Work task. Down to the last character, repeat the entries beneath this task.

------ Input data ------

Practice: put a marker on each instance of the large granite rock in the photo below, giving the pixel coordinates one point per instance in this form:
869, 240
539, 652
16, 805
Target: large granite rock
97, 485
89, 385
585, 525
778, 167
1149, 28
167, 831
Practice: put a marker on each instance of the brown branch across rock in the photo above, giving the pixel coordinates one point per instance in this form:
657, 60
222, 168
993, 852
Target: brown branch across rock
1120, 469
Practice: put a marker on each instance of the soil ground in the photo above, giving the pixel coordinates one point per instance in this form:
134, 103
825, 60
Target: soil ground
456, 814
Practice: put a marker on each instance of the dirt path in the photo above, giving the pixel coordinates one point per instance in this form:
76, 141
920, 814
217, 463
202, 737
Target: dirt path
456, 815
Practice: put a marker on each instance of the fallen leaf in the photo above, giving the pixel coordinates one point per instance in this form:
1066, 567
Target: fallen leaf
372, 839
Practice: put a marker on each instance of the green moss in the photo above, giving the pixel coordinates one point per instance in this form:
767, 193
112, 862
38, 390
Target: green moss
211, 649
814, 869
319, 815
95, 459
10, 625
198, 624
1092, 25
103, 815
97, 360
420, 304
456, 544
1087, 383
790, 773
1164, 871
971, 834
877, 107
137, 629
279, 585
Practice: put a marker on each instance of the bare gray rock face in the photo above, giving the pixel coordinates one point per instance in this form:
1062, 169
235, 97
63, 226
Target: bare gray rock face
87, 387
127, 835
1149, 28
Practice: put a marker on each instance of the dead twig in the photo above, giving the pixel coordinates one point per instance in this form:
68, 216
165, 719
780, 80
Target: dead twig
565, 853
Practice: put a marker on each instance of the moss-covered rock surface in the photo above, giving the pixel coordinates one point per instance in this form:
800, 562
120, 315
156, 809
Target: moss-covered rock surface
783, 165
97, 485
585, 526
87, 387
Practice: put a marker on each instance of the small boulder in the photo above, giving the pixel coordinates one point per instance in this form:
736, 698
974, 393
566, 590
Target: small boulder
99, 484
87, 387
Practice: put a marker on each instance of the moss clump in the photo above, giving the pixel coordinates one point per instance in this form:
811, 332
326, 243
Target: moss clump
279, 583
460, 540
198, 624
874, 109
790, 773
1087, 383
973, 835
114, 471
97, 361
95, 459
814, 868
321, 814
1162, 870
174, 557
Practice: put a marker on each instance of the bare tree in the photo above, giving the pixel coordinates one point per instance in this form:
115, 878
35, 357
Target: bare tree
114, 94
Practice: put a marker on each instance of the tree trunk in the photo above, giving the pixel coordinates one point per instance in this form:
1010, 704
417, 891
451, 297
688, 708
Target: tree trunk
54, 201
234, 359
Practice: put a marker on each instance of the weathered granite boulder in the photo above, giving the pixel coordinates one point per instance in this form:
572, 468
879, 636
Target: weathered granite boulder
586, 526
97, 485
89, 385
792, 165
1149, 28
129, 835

------

Worked solution.
Practice: put a marker on each instance of the large granite rock in the photo below, giving the pixel coordinates one point per instance in this form:
869, 240
539, 652
16, 805
Target: large granite rock
97, 485
89, 385
585, 525
778, 167
1149, 28
167, 831
Practice: put a marker on each instance of the brown branch across rock in the photo above, giving the pixel coordinates one point per instance in this form:
657, 60
222, 168
993, 852
Target: brown branch across rock
1120, 469
Practice: put a marker on each instance of the soil ground in the photo above, giving the pixel coordinates one point per instance in this form:
134, 103
825, 60
Target: soil ground
456, 814
Practice: put a marker on each instance of the dirt path in the photo above, giving the pixel coordinates one point per instance in this form:
76, 141
920, 814
217, 463
202, 737
Target: dirt path
456, 815
Practice: put a marker on each instance of the fallen leaf in the photo above, giving the pixel coordinates one point per instance in this form:
1066, 567
Target: fallen leaf
372, 839
Practice: put a marker on each instance of the green moss in the photo above, giving the pixel coordinates one point per instance in this form:
767, 193
112, 862
38, 390
Target: green moss
211, 649
814, 869
319, 815
95, 459
10, 625
198, 624
1092, 25
103, 815
97, 360
420, 304
456, 544
1087, 383
790, 773
1164, 871
971, 834
877, 107
137, 629
279, 585
Practice: put a marker on each instance of the bare gray rock face in the photo above, giving the pixel coordinates one point per instance in this form:
1062, 169
235, 97
63, 226
Target: bare gray rock face
87, 387
127, 835
1149, 28
Practice: put a marker on each instance of the dead twig in the photo above, giving the pixel coordinates one point per instance in this form:
68, 216
165, 719
780, 80
Target: dead twig
565, 853
Practice: put a marker on each instance of the moss-covered rock surface in the photo above, giving the pixel coordinates one point per instance in this form:
800, 562
120, 315
156, 809
Target: moss-covered rock surface
783, 165
97, 485
585, 526
87, 387
Practice: put a marker on each instance of the small boulder in the photo above, giving the pixel coordinates one point per instance in this form:
736, 698
974, 393
566, 590
Target: small boulder
99, 484
87, 387
Practice: put a marker on each instance of the moss clump in the photo above, giving the pixel coordinates one point per instance in this form:
811, 332
326, 243
Target: moss clump
279, 583
460, 540
198, 624
874, 109
790, 773
1087, 383
973, 835
114, 471
97, 361
95, 459
814, 868
321, 814
1162, 870
174, 557
Practice: put a marker on each instance of the bare tree in the photo above, giving the pixel coordinates one point per instance in this form:
115, 878
35, 357
Target: bare tree
114, 94
Practice: put a marker on each instance of the tree trunk in the photo above, giving the pixel coordinates one point per instance in this form:
1010, 704
417, 891
451, 297
688, 708
Target: tree trunk
54, 201
234, 359
Practice: put a marker on each instance of the weathered granite boulder in the photo above, giving the pixel coordinates one point per instance in this form:
572, 468
879, 636
Target: weathered granite boulder
586, 526
97, 485
89, 385
792, 165
1149, 28
129, 835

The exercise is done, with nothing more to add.